Dataset entries
----------

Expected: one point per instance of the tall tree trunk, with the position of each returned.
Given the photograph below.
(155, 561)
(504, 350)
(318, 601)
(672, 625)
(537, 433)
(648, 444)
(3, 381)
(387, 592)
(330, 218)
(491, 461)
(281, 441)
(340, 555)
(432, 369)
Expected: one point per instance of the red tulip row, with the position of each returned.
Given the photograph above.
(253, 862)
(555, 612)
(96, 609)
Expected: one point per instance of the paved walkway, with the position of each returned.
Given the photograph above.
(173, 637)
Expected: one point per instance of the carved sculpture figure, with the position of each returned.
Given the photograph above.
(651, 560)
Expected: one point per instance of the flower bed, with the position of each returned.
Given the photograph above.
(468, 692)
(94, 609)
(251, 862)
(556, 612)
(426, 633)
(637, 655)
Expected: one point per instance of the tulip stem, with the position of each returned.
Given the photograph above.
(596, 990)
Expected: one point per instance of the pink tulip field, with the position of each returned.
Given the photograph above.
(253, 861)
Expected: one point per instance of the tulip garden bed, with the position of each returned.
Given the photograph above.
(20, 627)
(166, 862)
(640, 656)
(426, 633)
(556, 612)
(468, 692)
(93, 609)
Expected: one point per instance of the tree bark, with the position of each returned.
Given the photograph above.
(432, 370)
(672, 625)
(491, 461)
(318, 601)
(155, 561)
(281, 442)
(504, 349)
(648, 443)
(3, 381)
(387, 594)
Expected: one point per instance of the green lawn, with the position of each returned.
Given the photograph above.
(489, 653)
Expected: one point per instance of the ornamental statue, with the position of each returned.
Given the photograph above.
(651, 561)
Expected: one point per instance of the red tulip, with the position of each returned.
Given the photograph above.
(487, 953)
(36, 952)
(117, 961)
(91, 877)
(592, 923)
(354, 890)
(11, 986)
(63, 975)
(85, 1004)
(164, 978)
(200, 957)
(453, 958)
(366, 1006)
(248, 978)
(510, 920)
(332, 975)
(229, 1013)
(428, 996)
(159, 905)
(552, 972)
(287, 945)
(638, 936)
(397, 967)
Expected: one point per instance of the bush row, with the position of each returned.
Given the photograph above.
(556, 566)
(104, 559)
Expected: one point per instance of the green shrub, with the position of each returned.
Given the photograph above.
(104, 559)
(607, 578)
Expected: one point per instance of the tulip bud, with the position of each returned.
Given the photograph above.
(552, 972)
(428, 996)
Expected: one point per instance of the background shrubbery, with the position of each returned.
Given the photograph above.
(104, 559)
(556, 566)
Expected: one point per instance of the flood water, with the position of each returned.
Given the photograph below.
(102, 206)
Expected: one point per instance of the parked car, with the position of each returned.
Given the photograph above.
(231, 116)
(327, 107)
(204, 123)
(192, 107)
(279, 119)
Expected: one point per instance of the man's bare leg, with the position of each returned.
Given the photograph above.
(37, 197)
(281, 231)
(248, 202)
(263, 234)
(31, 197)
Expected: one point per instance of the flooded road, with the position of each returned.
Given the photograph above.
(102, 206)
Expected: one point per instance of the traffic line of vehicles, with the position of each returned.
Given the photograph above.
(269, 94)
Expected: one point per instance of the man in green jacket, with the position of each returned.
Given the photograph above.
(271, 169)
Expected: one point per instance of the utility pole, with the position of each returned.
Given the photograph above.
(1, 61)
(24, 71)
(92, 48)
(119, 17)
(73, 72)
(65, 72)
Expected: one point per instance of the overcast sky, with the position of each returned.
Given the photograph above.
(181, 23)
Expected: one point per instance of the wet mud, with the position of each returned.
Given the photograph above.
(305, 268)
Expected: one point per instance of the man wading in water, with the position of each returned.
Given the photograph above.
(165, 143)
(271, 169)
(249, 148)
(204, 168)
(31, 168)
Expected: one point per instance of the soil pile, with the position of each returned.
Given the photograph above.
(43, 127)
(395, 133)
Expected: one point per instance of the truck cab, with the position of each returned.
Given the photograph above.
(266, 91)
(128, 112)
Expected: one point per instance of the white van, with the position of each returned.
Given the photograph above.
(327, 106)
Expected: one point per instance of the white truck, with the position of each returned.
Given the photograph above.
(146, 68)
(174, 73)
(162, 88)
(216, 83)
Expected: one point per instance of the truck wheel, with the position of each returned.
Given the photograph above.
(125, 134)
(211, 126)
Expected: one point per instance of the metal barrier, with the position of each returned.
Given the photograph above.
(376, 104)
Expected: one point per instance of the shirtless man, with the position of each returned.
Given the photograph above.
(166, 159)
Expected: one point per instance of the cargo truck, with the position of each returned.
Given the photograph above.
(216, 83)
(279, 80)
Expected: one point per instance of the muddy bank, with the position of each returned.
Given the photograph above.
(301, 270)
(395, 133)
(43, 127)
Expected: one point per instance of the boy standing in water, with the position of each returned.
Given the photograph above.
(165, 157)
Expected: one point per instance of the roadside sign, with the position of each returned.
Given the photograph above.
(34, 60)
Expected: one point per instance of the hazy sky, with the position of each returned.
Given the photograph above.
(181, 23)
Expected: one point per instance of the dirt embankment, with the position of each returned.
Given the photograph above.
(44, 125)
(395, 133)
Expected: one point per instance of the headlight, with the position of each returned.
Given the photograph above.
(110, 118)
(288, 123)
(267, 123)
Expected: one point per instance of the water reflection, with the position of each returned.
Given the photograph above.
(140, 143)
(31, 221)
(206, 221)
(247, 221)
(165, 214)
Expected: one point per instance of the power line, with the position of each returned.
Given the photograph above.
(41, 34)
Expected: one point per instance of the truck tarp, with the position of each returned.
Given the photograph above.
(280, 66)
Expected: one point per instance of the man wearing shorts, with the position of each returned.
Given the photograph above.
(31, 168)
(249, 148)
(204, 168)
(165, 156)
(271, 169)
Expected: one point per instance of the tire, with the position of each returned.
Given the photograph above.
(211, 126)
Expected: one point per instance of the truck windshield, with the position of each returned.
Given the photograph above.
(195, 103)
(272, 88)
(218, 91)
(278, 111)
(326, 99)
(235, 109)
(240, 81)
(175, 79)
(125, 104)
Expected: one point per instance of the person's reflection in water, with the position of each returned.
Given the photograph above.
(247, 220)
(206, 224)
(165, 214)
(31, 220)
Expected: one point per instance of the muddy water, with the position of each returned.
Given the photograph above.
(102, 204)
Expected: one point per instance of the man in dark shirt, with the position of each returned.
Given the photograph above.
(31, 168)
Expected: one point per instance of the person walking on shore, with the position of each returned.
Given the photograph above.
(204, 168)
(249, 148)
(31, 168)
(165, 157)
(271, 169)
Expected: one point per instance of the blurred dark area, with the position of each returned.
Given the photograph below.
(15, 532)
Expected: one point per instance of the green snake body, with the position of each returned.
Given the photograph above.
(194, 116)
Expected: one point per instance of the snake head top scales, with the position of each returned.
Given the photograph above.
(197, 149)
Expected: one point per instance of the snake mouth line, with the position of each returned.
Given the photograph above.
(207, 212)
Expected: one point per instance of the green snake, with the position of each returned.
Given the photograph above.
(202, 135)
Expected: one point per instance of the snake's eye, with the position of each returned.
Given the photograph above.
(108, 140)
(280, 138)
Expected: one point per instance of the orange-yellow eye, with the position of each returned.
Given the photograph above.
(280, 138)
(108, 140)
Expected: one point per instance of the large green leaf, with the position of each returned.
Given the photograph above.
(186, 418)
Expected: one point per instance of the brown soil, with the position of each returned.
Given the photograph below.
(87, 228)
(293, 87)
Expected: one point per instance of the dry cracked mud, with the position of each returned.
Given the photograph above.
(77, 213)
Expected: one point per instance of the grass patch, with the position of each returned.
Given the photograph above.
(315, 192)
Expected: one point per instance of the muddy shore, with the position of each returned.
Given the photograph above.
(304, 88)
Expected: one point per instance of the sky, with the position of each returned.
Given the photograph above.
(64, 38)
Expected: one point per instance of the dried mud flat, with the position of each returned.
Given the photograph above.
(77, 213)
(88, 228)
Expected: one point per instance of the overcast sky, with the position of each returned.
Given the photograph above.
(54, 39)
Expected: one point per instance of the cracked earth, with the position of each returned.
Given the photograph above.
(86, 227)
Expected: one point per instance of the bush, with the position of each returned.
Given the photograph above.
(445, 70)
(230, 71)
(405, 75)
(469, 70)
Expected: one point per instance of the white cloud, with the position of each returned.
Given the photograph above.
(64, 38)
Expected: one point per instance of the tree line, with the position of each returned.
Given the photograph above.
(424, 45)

----------

* Exercise goal
Scan the data above. Return every line with "bush" in it.

* Task solution
Expected: one point per instance of the bush row, with the position of each returned.
Expected: one point per instance of the bush, with the position of each returned.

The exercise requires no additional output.